• **DIRECTIONS**
The requested output is every line from the one with "Target: whole green pear" through the last line below, printed exactly.

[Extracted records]

▬▬▬▬▬▬▬▬▬▬

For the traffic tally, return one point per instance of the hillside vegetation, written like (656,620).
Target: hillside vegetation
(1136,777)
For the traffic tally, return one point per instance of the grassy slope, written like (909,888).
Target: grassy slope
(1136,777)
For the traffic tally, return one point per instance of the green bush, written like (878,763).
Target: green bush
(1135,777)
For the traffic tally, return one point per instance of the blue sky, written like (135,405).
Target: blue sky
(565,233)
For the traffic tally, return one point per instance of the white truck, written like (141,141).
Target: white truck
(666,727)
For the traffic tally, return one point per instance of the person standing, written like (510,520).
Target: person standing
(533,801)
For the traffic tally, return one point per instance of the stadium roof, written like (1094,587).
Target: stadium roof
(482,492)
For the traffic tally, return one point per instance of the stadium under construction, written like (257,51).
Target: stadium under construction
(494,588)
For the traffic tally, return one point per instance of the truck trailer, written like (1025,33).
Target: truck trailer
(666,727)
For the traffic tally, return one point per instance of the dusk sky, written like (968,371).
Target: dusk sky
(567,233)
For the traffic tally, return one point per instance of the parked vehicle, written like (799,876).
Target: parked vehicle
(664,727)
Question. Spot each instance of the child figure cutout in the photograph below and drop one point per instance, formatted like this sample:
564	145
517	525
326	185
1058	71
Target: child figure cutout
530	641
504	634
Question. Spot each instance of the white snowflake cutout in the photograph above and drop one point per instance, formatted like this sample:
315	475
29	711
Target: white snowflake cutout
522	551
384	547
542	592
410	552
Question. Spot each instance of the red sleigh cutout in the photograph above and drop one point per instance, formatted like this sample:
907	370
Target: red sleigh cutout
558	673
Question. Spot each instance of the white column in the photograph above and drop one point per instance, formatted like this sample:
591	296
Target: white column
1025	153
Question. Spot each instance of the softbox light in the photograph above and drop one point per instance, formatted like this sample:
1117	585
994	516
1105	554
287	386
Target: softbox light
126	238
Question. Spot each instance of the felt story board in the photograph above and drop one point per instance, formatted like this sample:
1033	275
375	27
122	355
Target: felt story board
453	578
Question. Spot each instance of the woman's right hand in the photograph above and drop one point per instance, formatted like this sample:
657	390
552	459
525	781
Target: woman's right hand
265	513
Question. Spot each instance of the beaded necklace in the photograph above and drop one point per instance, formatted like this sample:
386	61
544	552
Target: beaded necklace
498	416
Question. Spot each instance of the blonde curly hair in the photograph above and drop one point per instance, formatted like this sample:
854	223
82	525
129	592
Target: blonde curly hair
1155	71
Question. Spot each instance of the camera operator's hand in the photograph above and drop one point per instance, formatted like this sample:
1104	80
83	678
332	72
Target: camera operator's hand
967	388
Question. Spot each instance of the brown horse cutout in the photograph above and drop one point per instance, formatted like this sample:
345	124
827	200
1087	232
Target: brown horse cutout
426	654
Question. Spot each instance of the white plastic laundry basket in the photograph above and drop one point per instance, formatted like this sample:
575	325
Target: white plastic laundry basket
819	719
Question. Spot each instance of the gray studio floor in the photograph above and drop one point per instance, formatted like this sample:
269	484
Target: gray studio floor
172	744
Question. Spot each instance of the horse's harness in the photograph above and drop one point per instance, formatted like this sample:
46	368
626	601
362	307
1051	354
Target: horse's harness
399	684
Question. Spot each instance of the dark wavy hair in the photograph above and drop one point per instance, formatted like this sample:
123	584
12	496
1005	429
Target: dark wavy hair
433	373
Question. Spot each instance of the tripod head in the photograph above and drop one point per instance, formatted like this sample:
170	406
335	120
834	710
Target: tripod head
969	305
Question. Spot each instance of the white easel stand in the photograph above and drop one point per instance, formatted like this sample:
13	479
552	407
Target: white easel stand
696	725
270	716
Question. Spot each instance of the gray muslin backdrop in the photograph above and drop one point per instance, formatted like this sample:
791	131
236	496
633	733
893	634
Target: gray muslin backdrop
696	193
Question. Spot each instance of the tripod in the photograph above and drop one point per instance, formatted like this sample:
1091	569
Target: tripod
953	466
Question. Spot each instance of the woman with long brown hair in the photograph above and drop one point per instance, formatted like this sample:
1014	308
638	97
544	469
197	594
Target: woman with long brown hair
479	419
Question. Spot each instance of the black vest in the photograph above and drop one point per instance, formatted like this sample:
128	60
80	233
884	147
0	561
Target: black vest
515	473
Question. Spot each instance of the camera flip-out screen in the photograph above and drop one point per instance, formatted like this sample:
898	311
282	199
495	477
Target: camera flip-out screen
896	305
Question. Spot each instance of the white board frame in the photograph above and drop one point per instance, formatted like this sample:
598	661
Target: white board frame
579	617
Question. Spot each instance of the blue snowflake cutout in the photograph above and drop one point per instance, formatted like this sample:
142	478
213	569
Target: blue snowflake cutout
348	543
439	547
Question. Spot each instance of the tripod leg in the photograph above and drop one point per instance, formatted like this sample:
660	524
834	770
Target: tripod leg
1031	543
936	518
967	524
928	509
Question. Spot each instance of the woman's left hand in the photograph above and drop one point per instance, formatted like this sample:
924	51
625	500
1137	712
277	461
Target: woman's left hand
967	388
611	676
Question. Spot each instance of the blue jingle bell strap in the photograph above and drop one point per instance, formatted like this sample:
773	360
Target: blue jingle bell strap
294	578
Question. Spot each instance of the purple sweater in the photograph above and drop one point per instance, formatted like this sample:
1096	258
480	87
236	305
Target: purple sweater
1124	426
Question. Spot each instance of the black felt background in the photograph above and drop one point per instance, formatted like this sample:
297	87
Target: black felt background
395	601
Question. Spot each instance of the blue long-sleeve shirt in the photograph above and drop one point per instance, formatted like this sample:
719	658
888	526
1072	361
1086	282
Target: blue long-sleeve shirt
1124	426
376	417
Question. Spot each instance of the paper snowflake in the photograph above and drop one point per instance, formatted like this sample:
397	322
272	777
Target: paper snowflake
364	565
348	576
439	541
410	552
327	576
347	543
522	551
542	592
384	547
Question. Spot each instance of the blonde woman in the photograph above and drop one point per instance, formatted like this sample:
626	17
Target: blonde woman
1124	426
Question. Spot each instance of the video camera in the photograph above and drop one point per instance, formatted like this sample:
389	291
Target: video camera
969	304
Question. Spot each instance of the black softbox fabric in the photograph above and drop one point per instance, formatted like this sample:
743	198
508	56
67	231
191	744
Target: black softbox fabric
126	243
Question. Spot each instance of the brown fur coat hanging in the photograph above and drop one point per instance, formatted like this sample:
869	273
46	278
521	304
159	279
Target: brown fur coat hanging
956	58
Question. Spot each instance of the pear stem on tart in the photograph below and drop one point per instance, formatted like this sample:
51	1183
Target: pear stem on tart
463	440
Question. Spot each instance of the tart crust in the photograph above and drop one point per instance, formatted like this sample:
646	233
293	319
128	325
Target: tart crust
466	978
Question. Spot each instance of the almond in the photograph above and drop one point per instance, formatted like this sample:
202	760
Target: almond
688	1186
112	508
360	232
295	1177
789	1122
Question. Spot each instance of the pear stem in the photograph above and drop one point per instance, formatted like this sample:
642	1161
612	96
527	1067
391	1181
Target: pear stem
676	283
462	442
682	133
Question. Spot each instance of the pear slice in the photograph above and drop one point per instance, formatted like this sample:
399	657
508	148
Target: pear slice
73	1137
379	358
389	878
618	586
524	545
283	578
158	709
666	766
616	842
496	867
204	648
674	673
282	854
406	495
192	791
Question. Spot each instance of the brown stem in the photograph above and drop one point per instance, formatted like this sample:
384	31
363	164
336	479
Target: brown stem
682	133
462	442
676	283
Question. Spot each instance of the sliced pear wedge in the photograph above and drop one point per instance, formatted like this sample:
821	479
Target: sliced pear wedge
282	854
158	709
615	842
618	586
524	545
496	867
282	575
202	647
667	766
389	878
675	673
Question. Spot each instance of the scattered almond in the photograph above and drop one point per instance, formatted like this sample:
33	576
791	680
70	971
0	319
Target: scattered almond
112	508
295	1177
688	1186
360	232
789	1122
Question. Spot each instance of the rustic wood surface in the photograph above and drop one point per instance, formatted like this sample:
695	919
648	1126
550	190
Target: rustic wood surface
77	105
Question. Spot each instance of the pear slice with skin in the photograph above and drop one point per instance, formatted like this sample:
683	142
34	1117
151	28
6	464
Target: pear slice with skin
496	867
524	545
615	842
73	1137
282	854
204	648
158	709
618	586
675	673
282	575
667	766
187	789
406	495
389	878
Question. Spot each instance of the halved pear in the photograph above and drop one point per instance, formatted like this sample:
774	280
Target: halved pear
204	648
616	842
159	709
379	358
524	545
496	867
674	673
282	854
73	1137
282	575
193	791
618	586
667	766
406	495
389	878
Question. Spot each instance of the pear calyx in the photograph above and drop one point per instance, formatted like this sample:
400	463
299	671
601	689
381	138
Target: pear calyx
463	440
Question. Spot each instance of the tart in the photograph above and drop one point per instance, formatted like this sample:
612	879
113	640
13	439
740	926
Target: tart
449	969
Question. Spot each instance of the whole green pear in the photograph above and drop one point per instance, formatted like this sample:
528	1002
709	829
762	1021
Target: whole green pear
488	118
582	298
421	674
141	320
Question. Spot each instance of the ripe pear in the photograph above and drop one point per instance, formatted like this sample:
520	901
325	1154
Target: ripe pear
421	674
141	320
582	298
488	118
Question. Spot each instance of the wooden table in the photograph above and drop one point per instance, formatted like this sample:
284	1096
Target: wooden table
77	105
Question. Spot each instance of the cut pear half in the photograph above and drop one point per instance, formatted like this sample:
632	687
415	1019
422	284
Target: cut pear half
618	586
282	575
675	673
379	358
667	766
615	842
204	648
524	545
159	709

▬▬▬▬▬▬▬▬▬▬

• **SOLUTION TO THIS PROBLEM**
Target: whole green pear
488	118
582	298
421	674
141	320
Question. Spot each instance of the ripe pear in the photograph above and drop one point per instance, formatted like this sample:
520	901
325	1154
Target: ripe pear
421	674
141	320
582	298
488	118
Question. Spot each instance of the wooden table in the photograph above and drop one point per instance, formatted like this sample:
284	1096
Target: wooden table
77	105
Question. Spot each instance of the cut pear half in the photograph above and drop one point per instance, formatted like this sample:
632	687
415	1019
422	284
Target: cut pear half
618	586
282	575
675	673
379	358
667	766
615	842
204	648
524	545
159	709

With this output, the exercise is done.